START Document segment

After every transformation or remedial measure, we should diagnoze the model to check the model assumptions are satisfied.
par(mfrow=c(2,2))
plot(quadratic_model)
We observe that the departure from the linear relationship assumption has been reduced. However, there still seems to be heteroscedasticity and non-normal error terms. Let us verify this with statistical tests.
#F test for lack of fit
anova(quadratic_model, full_model)
Analysis of Variance Table
Model 1: mpg ~ horsepower + I(horsepower^2)
Model 2: mpg ~ as.factor(horsepower)
Res.Df RSS Df Sum of Sq F Pr(>F)
1 389 7442.0
2 299 4702.8 90 2739.3 1.9351 1.897e-05 ***
---
Signif. codes: 0 '***' 0.001 '**' 0.01 '*' 0.05 '.' 0.1 ' ' 1
Even though the model still fails the linearity test, the extent of violation is reduced as the \(p\)-value is now of the order of \(10^{-5}\) instead of \(10^{-14}\).
# Breusch-Pagan test
bptest(quadratic_model)
studentized Breusch-Pagan test
data: quadratic_model
BP = 34.528, df = 2, p-value = 3.179e-08
The quadratic model has a more severe heteroscedasticity as compared to the linear model based on the \(p\)-value.
shapiro.test(quadratic_model$residuals)
Shapiro-Wilk normality test
data: quadratic_model$residuals
W = 0.98268, p-value = 0.0001214
The severity of departure from normality has been reduced in the quadratic model.
4.6.2 Addressing heteroscedasticity
Let us address the heteroscedasticity assumption.
We can see from the diagnostic plot of the quadratic model that the error variance is higher for higher fitted values. A possible way to resolve this is to transform the response \(Y\) using a concave function such as log(\(Y\)) or \(\sqrt{Y}\). Such a transformation results in a greater amount of shrinkage of the larger responses, leading to a reduction in heteroscedasticity. Let us try the log(\(Y\)) transformation to address heteroscedasticity.
<- lm(log(mpg)~horsepower+I(horsepower**2), data = auto_data)
log_model par(mfrow=c(2,2))
plot(log_model)
Based on the plot of residuals against fitted values, heteroscedasticity seems to be mitigated to some extent. Let us confirm with the statistical test.
bptest(log_model)
studentized Breusch-Pagan test
data: log_model
BP = 5.2023, df = 2, p-value = 0.07419
Assuming a significance level of \(5\%\), we do not reject the null hypothesis that the error variance is constant. Thus, the homoscedasticity assumption holds on the log transformed model.
The linear relationship assumptions seems to be satisfied. Let us check it via the \(F\) lack of fit test.
<- lm(log(mpg)~as.factor(horsepower), data = auto_data)
log_full_model anova(log_model, log_full_model)
Analysis of Variance Table
Model 1: log(mpg) ~ horsepower + I(horsepower^2)
Model 2: log(mpg) ~ as.factor(horsepower)
Res.Df RSS Df Sum of Sq F Pr(>F)
1 389 12.100
2 299 7.586 90 4.5138 1.9768 1.032e-05 ***
---
Signif. codes: 0 '***' 0.001 '**' 0.01 '*' 0.05 '.' 0.1 ' ' 1
Although the \(p\)-value is higher than both the previous models indicating that the departure from linear relationship has been reduced, the model fails the \(F\) lack of fit test. However, from the residual plot, there didn’t seem to be a strong departure from the linear relationship assumption. The failure in the statistical test may be due to the presence of outliers in the data. Let us visualize the model full model along with the
<- c("Full log model" = "red", "Log linear model" = "blue")

END Document segment
START Listed records

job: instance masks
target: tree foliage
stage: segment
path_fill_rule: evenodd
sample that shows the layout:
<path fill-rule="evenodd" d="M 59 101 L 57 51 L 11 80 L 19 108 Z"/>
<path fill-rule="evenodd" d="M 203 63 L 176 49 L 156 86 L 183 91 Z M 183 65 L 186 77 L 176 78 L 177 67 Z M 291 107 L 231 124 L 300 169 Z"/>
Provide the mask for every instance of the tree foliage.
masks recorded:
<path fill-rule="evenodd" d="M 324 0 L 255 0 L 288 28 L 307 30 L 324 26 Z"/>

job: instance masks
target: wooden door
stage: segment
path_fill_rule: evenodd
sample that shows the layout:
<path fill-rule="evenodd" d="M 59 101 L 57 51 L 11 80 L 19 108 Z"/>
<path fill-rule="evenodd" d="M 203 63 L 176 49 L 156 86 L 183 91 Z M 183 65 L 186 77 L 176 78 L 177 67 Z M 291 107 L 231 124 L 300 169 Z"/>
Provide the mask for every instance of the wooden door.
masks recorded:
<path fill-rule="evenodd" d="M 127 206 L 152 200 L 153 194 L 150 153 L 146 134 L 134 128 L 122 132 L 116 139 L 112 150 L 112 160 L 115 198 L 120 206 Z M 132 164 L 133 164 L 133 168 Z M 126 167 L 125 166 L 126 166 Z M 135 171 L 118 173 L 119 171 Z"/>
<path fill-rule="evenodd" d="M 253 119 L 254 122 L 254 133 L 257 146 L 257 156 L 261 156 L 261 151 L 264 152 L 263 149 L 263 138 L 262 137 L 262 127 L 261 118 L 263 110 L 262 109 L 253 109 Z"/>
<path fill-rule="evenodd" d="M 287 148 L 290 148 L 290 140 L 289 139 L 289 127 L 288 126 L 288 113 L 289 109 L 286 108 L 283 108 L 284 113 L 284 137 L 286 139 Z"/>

END Listed records

__Activity 1__. In the text on regression model diagnostics, what p-value does the Breusch-Pagan test report for the log-transformed model?
__Activity 2__. Extend the text on regression model diagnostics, starting after its final line.

__Expected answer 1__. 0.07419

__Expected answer 2__.
colors
ggplot(data = auto_data, aes(x = horsepower, y = log(mpg)))+
geom_point(col = "orange")+
geom_line(aes(y = log_full_model$fitted.values, color = "Full log model"))+
geom_line(aes(y = log_model$fitted.values, color = "Log linear model"))+
scale_color_manual(values = colors)+
theme(legend.title = element_blank(),
legend.position = c(0.85,0.9))
We observe that the full log model seems to be effected by outlying observations and explaining some of the noise. With the addition of more replicates at the \(X\) values corresponding to the outlying observations, the model may have passed the \(F\) lack of fit test. Thus, in this case, it appears that the relationship is indeed linear, but the failure in the statistical test is due to the full model over-fitting the data and explaining some noise as well. Another option is to bin the horsepower
variable such that each bin has several replicates, and then do the \(F\) lack of fit test.
From the QQ plot, it appears that the error distribution is normal, except for three outlying values. Let us confirm the same from the normality test.
shapiro.test(log_model$residuals)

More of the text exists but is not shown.